▸ DOCUMENT TEXT
Aaravam is a 1978 Indian Malayalam film, directed by Bharathan. The film stars Nedumudi Venu, Prameela, Pratap Pothan, KPAC Lalitha, Bahadoor and Janardhanan in the lead roles. Actor Pratap Pothan was introduced in this film along with composer Ousepachan, who played the role of a fiddle player. The cinematography was handled by Ashok Kumar. The film has musical score by M. G. Radhakrishnan and background score by Johnson and Ousepachan. The story revolves around Marudhu, a village hunter and wanderer and his love interest named Kaveri, in the village, who runs a tea shop and how their life affected by the arrival of a Circus group in the village. It was a commercial failure.

▸ DATASET
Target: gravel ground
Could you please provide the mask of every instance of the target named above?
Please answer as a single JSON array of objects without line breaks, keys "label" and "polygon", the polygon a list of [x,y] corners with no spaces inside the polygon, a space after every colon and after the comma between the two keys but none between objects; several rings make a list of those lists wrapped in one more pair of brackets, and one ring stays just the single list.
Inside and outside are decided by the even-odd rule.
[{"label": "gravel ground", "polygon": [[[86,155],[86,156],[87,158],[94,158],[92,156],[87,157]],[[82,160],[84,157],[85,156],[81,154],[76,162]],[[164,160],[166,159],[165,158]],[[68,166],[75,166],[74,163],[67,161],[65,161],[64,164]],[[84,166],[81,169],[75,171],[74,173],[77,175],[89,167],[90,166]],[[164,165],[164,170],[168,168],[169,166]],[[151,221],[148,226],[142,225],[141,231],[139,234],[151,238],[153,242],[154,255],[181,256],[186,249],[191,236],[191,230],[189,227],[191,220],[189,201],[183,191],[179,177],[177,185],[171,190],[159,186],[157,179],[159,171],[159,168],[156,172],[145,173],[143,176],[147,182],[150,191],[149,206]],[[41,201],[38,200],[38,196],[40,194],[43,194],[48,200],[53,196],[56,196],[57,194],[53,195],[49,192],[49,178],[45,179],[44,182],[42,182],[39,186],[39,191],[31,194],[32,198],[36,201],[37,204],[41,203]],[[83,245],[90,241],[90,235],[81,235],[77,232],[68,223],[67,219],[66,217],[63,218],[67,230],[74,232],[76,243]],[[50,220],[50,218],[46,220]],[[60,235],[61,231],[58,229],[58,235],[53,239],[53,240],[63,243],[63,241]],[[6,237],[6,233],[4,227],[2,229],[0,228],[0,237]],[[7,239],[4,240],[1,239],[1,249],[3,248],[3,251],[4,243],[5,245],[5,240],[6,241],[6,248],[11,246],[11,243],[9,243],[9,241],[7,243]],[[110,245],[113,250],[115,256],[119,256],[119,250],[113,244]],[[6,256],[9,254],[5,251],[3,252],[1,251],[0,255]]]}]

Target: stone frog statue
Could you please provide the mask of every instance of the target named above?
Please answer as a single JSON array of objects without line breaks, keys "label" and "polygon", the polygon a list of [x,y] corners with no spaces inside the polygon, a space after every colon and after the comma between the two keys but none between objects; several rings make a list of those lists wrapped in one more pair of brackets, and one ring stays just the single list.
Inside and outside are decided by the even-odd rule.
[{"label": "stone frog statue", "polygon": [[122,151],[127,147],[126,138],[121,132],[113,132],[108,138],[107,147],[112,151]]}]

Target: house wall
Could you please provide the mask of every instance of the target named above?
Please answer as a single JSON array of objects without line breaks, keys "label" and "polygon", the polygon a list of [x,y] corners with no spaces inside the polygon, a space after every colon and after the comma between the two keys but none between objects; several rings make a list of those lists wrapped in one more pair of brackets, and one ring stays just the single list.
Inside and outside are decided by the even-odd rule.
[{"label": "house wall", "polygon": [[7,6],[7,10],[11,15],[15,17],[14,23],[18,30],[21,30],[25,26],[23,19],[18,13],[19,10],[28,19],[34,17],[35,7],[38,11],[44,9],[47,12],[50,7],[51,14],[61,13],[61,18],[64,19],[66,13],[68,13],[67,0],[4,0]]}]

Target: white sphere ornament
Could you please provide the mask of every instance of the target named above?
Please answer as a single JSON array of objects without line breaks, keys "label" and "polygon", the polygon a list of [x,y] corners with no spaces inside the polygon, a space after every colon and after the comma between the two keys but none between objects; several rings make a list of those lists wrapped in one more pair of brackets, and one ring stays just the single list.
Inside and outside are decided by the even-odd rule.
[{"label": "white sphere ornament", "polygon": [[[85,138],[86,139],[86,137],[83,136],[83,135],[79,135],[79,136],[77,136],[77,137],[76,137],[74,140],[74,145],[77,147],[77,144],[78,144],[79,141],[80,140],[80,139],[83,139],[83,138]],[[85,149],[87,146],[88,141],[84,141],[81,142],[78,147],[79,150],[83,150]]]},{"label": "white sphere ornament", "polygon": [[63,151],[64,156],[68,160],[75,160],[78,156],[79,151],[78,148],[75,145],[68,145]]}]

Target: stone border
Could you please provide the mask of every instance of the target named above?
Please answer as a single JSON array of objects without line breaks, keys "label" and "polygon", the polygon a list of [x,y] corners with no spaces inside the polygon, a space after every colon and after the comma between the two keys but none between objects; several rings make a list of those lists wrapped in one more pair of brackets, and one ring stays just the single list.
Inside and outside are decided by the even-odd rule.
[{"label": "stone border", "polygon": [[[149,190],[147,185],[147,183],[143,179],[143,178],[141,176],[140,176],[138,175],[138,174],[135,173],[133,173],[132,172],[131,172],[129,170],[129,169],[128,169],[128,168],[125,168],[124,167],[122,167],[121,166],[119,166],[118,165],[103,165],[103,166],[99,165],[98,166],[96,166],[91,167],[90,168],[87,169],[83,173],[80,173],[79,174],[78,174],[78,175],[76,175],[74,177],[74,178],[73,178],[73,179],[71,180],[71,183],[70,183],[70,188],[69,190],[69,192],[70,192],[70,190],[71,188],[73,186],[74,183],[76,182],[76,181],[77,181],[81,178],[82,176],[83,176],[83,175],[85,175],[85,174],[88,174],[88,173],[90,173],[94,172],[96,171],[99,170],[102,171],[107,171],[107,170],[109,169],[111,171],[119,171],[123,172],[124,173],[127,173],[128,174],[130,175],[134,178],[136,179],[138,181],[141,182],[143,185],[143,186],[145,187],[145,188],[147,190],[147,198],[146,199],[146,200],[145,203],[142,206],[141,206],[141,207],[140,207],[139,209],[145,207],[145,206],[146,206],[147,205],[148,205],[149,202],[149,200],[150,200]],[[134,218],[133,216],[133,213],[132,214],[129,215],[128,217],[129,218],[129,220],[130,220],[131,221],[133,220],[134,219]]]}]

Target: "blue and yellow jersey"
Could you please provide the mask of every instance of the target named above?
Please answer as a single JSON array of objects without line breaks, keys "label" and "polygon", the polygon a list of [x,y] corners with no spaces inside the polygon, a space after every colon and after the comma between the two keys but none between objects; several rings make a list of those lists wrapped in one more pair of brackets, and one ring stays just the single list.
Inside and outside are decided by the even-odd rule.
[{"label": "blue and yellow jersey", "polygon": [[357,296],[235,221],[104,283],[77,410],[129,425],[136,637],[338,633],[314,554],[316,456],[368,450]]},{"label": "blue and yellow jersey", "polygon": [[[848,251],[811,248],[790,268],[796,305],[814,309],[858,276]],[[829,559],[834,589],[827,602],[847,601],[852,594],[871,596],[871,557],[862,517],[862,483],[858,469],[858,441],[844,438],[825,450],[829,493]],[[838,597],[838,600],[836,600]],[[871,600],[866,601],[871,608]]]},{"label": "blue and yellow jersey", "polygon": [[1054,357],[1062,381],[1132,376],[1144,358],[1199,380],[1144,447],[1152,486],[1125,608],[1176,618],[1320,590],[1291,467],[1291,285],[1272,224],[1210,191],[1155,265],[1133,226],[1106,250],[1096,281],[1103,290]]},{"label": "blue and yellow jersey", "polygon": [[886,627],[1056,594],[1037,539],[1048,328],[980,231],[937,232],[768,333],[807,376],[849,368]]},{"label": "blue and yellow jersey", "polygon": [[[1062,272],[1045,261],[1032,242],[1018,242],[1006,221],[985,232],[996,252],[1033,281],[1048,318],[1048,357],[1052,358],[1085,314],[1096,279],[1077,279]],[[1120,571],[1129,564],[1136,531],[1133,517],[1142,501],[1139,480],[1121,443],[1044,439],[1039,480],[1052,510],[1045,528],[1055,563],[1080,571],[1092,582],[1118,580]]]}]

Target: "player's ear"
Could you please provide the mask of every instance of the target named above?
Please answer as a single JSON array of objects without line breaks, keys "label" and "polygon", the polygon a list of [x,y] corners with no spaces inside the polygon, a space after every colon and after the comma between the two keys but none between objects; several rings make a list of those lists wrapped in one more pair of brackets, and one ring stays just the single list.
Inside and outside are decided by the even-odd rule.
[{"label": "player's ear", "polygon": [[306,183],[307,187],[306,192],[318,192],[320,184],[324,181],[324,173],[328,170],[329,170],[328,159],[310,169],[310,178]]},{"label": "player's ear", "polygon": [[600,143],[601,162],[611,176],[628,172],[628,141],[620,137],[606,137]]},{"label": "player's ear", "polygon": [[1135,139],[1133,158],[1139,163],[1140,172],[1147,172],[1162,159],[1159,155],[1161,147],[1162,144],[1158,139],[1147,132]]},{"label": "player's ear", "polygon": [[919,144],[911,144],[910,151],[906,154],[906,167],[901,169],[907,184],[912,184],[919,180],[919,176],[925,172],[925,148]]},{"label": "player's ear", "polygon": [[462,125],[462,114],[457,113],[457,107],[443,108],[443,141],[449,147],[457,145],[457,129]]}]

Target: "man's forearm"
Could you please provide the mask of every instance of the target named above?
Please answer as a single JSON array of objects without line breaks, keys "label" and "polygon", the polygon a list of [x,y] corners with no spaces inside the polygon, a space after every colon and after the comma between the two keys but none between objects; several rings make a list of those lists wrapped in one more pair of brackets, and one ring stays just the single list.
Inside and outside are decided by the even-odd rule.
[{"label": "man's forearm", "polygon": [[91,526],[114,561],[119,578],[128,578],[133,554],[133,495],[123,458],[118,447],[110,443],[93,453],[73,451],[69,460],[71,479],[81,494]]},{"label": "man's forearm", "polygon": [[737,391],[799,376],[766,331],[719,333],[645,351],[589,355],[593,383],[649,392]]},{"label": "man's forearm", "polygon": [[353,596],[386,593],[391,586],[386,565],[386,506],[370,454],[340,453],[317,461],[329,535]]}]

▸ OBJECTIVE
According to the passage on the film Aaravam, who handled the cinematography?

▸ THE SOLUTION
Ashok Kumar